ITEMS:
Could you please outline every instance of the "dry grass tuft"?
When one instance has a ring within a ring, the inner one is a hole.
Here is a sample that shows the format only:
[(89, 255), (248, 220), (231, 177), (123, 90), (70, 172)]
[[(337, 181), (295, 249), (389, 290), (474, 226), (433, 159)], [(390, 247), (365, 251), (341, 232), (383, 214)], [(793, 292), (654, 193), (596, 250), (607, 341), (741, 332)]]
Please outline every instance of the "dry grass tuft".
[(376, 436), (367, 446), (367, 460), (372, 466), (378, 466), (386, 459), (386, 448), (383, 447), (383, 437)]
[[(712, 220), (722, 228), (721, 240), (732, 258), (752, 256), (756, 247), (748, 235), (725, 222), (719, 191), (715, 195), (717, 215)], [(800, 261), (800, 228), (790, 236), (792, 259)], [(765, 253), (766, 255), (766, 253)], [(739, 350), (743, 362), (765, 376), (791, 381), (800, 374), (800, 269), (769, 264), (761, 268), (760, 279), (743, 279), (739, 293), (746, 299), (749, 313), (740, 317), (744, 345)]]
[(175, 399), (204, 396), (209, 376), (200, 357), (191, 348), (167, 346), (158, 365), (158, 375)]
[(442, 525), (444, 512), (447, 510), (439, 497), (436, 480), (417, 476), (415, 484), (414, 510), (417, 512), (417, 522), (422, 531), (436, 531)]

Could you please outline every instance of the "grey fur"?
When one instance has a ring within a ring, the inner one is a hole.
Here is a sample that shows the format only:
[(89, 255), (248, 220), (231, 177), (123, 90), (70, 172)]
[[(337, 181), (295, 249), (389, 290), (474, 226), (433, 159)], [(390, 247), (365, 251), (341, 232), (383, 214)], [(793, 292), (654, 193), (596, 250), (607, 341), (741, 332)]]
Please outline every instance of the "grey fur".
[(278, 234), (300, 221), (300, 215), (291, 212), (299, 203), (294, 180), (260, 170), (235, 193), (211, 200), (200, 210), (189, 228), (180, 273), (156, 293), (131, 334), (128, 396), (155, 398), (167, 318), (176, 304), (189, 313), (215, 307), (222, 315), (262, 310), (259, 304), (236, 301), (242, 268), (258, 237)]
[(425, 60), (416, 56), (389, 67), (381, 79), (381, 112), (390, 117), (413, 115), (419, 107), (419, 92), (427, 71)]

WHAT THIS TASK INVOLVES: Arrange every line above into a Markdown table with the columns Row and Line, putting the row number in Row and the line's text in Line. Omit any blank lines.

FINISHED EXERCISE:
| Row | Line |
|---|---|
| 1 | Could you please outline every instance of the "dry grass tuft"? |
| 2 | When one instance has a ring within a ring, the inner one is a hole. |
| 3 | Here is a sample that shows the format only: |
| 4 | [(89, 255), (248, 220), (231, 177), (123, 90), (70, 172)] |
| 5 | [[(337, 181), (295, 249), (389, 290), (474, 226), (433, 159)], [(390, 247), (365, 251), (341, 232), (383, 214)], [(793, 292), (654, 193), (596, 250), (607, 341), (741, 332)]] |
| 6 | Please outline every instance of the "dry grass tuft". |
| 7 | [(376, 436), (367, 446), (367, 460), (372, 466), (378, 466), (386, 459), (386, 448), (383, 447), (383, 437)] |
| 8 | [[(712, 220), (722, 228), (721, 240), (732, 258), (752, 256), (756, 247), (748, 235), (725, 222), (719, 191), (715, 195), (717, 215)], [(800, 261), (800, 228), (790, 236), (792, 259)], [(765, 253), (766, 255), (766, 253)], [(739, 350), (743, 362), (765, 376), (791, 381), (800, 374), (800, 269), (769, 264), (761, 268), (760, 279), (743, 279), (739, 293), (746, 299), (749, 313), (740, 317), (744, 345)]] |
| 9 | [(175, 399), (204, 396), (209, 376), (200, 357), (191, 348), (167, 346), (158, 365), (158, 375)] |
| 10 | [(442, 525), (444, 512), (447, 510), (439, 497), (436, 480), (417, 476), (415, 484), (414, 510), (417, 512), (417, 522), (422, 531), (436, 531)] |
| 11 | Could you please outline every instance of the "grey fur"? |
| 12 | When one instance has a ring within a ring, the inner one is a hole. |
| 13 | Here is a sample that shows the format only: |
| 14 | [(89, 255), (248, 220), (231, 177), (123, 90), (70, 172)] |
| 15 | [[(337, 181), (295, 249), (389, 290), (474, 226), (433, 159)], [(390, 247), (365, 251), (341, 232), (383, 214)], [(793, 292), (654, 193), (596, 250), (607, 341), (741, 332)]] |
| 16 | Please outline every instance of the "grey fur". |
| 17 | [(278, 234), (300, 221), (300, 215), (291, 212), (299, 203), (294, 180), (260, 170), (235, 193), (211, 200), (200, 210), (189, 228), (180, 273), (156, 293), (131, 334), (128, 396), (155, 398), (167, 318), (176, 304), (189, 313), (215, 307), (222, 315), (262, 310), (259, 304), (236, 301), (242, 268), (258, 237)] |
| 18 | [(425, 60), (416, 56), (389, 67), (381, 79), (381, 112), (390, 117), (413, 115), (419, 107), (419, 92), (427, 71)] |